(Photo-based point labeling rows)
[Start]

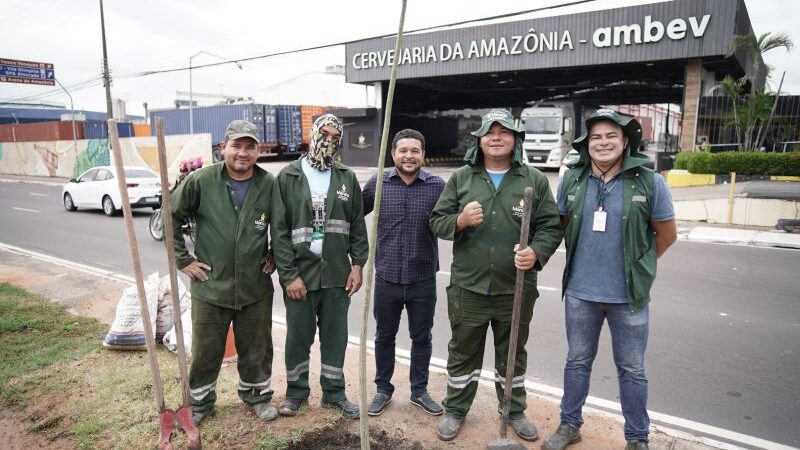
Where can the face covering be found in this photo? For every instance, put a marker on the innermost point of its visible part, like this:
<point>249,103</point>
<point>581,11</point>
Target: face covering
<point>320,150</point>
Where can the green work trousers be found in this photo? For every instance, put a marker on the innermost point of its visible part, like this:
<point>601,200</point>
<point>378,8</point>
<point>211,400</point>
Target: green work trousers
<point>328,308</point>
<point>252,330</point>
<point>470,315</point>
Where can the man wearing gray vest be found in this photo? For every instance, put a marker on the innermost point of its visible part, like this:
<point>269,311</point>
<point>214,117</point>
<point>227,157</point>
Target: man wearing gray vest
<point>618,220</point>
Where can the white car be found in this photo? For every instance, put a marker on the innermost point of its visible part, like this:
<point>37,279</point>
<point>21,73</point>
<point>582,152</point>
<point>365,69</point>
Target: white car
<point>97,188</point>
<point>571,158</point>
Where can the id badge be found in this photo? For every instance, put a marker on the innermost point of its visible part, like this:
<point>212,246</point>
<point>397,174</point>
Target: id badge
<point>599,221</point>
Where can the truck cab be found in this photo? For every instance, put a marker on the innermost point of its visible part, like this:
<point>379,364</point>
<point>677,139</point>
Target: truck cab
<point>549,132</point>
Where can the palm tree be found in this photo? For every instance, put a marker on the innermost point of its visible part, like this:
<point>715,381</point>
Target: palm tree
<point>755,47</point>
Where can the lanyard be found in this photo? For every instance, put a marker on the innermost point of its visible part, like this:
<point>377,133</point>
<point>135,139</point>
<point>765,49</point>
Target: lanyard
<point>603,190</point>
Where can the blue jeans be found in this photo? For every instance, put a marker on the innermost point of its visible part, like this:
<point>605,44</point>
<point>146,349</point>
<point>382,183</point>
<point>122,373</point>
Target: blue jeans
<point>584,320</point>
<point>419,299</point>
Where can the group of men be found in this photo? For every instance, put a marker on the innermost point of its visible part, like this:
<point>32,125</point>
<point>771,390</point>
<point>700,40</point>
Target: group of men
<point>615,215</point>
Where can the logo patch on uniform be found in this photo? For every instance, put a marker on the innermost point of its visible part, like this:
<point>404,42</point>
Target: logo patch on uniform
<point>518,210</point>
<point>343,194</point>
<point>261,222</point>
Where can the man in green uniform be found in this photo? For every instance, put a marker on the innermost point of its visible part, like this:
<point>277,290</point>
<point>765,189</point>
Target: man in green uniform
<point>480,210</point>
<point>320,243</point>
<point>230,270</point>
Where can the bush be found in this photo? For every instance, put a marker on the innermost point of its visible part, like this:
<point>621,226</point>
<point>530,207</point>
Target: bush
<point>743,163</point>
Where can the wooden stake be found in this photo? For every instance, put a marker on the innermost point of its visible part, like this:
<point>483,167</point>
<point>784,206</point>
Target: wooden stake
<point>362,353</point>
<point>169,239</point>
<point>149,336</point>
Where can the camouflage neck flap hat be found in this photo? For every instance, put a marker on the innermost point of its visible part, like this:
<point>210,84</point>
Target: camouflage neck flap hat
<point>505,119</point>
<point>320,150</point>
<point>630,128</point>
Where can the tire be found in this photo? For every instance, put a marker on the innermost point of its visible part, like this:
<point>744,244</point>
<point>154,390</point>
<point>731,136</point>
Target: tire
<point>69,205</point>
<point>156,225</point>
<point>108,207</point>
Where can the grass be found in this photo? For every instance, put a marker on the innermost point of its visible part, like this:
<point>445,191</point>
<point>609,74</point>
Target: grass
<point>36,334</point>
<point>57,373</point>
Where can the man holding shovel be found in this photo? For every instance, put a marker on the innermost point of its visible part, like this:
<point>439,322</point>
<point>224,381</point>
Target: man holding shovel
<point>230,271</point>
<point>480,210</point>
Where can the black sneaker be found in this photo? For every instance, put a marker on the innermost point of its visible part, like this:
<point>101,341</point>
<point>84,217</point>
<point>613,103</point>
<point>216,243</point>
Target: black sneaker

[End]

Work required: Repeat the rows above line for line, without changing any text, leaving out the pictures.

Right answer:
Where can the face covering be found in this photo? For every instance, put a marker on the innermost point of its visible part, like this:
<point>249,103</point>
<point>581,11</point>
Target: face covering
<point>320,150</point>
Where can the green work trousers be found in this photo? For every instance, put a marker on the innermost point of its visible part, like this:
<point>601,200</point>
<point>378,8</point>
<point>211,400</point>
Target: green work trousers
<point>328,308</point>
<point>252,330</point>
<point>470,315</point>
Where can the man wearing gray vest be found in this photo? For every instance, put a marker on the innermost point of its visible part, like this:
<point>269,311</point>
<point>214,117</point>
<point>227,157</point>
Target: man wearing gray vest
<point>618,220</point>
Where can the white car be found in this photo? For every instance, put a marker on the innermost point of its visible part, like this:
<point>37,279</point>
<point>21,73</point>
<point>582,152</point>
<point>365,69</point>
Target: white car
<point>97,188</point>
<point>571,158</point>
Where can the id badge be found in this photo? For every instance, put a marker on the innermost point of its visible part, like this:
<point>212,246</point>
<point>397,174</point>
Target: id badge
<point>599,221</point>
Where can the truck cab be found in this photo? For every instance, put a marker on the innermost point of its visible part, like this:
<point>379,364</point>
<point>677,139</point>
Target: truck cab
<point>549,132</point>
Where can the palm tree be found in this photo? For every instance, put a marker on the innermost point of its visible part, like this:
<point>715,381</point>
Target: palm tree
<point>755,47</point>
Where can the lanyard be found in this photo? For every instance, put a marker on the innermost point of its visible part, like this:
<point>377,133</point>
<point>135,139</point>
<point>765,49</point>
Target: lanyard
<point>603,190</point>
Where can the blue jeans be found in this photo? For every instance, put a marker on the innermost point of its visible part, like this:
<point>605,44</point>
<point>146,349</point>
<point>382,183</point>
<point>122,373</point>
Target: blue jeans
<point>584,320</point>
<point>419,299</point>
Where can the group of men be found in this photo? For every instance, put a marker on the innermost point of its visible part, like this:
<point>32,125</point>
<point>771,390</point>
<point>700,40</point>
Target: group of men
<point>615,215</point>
Where can the logo patch on uniform be found in this photo? For every instance, put a marker on the innermost point of its visible part, like this:
<point>404,42</point>
Target: logo patch on uniform
<point>518,210</point>
<point>343,194</point>
<point>261,222</point>
Where can the man in green uniform be found in this photo? For every instance, put a marker on the innermost point of its visible part, like this:
<point>277,290</point>
<point>765,189</point>
Target: man in green uniform
<point>480,210</point>
<point>320,243</point>
<point>230,270</point>
Where can the bush be found in this photo? For every instance, put a marker on the innermost point of its visible part, like this:
<point>621,226</point>
<point>530,207</point>
Target: bush
<point>743,163</point>
Where can the wooden stake be found in this photo? For every instance, put a marker on the innermost point of its visible part, like this:
<point>483,167</point>
<point>784,206</point>
Target: wooden stake
<point>362,353</point>
<point>169,239</point>
<point>149,336</point>
Where can the camouflage neck flap hat be found in this photo? For every instance, put a marker on the innermost point of its visible part, like this:
<point>210,84</point>
Target: camouflage neck flap hat
<point>505,119</point>
<point>320,150</point>
<point>630,128</point>
Where can the tire be found in this photo? For every instance, put a marker on the innermost point of its visible part, like this:
<point>744,244</point>
<point>154,390</point>
<point>731,136</point>
Target: tire
<point>69,205</point>
<point>156,225</point>
<point>108,207</point>
Where can the grass be found in this photo? For every instance, put a marker on the innermost point of its visible part, like this:
<point>445,191</point>
<point>609,74</point>
Target: grass
<point>36,334</point>
<point>57,373</point>
Where can the man holding shovel be found in this photo? For every instance, put a marker on the innermost point of its visible part, like this:
<point>439,322</point>
<point>224,381</point>
Target: man holding shovel
<point>230,271</point>
<point>480,210</point>
Where can the black sneaker be found in this photo? For every instance, put a marker on the innermost point of its visible part, like this:
<point>101,341</point>
<point>84,217</point>
<point>613,103</point>
<point>216,243</point>
Target: black sneaker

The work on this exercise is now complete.